## PROBLEM SET:
- 1) List everything that the text on Portsmouth farmers and slavery says Redwood imported from the West Indies.
- 2) Write the next part of the text on Portsmouth farmers and slavery, picking up after its final sentence.

## TEXT BLOCK:
When you think of “prominent Portsmouth farmers” do you think of slave owners and slave traders engaged in the Atlantic Triangle Trade? One purpose of Blaskowitz’s 1777 map was to detail the farms of prominent Aquidneck Island farmers. In doing light research into the stories of the “farmers” listed on the map, I became keenly aware that many of Portsmouth’s most important landholders were heavily involved in slavery. We may know Redwood as a philanthropist, Lopez as a merchant and Overing as a loyalist, but their business interests were dependent on the slave trade. As a student of farming in Portsmouth, this saddened me. I should not be surprised, but it is an element of our colonial history that we need to understand.

Abraham Redwood, Jr: West Main Road

Blaskowitz Map detail

The Redwood family had a large sugar plantation in Antigua. Abraham Redwood, Jr. was born in 1709 and he was active in the family sugar business from his teenage years. When his father died, the planation – along with the over 200 slaves that worked it – were signed over to Abraham Redwood, Jr. Some sources say he settled on his father’s estate in Portsmouth in 1727. It was known as Redwood Farm. Other sources say that in 1743 he purchased 140 acres of land in Portsmouth that was part of the Coggeshall land grant. It may be that he added to the land he had inherited from his father. He had a great interest in horticulture and he cultivated rare plants, shrubs and trees. He built a greenhouse, hothouse and a serpentine walk through a meadow. From the West Indies he imported orange and fig trees along with guava and pineapple roots.

Redwood developed a friendship with Bishop George Berkeley and he participated in philosophical discussions with others in Newport. He was instrumental in the founding of Redwood Library “with nothing in view but the good of mankind.” Forty-five others joined in the effort to create a “gentleman’s library” that also included practical books. Redwood was a dedicated member of the Friends Church and donated money for Quaker schools. Redwood is known for his philanthropy and care for the poor, but he declined to free his slaves in Antigua or his Rhode Island slaves – Sampson, Abby, Jenny and Charles.

## GIVEN INFORMATION:
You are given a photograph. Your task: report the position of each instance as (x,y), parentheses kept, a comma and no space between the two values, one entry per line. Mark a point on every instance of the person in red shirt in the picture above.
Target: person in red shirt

## EXERCISE RESULTS:
- 1) Orange trees, fig trees, guava roots, and pineapple roots.

- 2)
Henry Overing: West Main Road at the Middletown line

Through the efforts of Barbara Norman Cook (Kittymouse) and Doris Duke’s Newport Restoration Foundation, we still have the Overing House in our community. Few people call it the Overing House. They call it the Prescott House because General Prescott was captured there in July of 1777 by Patriot forces led by William Barton. Henry Overing was a Loyalist, wealthy slave owner, rum distiller and sugar baker in Newport. The house was probably built by the Nichols family and Overing bought the property in 1770. At the time of the sale the property was described as having 55 and a half acres, partly in Middletown and partly in Portsmouth. It bordered the land of John Jepson to the East. The 1774 census lists 3 black slaves on the property. Overing’s Newport household lists 8 slaves. Overing’s business of producing sugar would rely heavily on the infamous Atlantic Triangle Trade. During colonial times, Rhode Island was one point of this “triangular trade.” In the Caribbean slaves worked the plantations that produced sugar and molasses. Ships carried the sugar and molasses to Rhode Island where it was made into rum. The rum was traded in West Africa and exchanged for slaves. 

Vintage image of Overing Farm (Prescott Farm) from the collection of the Portsmouth Historical Society

Aaron Lopez: Wapping Road

Aaron Lopez’s family came to America to flee the persecution of the Jews in Portugal. In 1752 he moved to Newport and developed diverse business interests. He traded in Caribbean goods such as sugar, molasses and cotton. He later traded in spermaceti wax for candles that were made from sperm whale oil. In 1756 he had a business that manufactured the candles themselves, and later spread out to the manufacture of barrels, rum, and ships. With his father-in-law Jacob Rivera he entered the slave trading business with up to 20 ships in the slave trade from Africa to the Caribbean as well as The Atlantic coast of the colonies. They carried on this trade from 1761 to 1774.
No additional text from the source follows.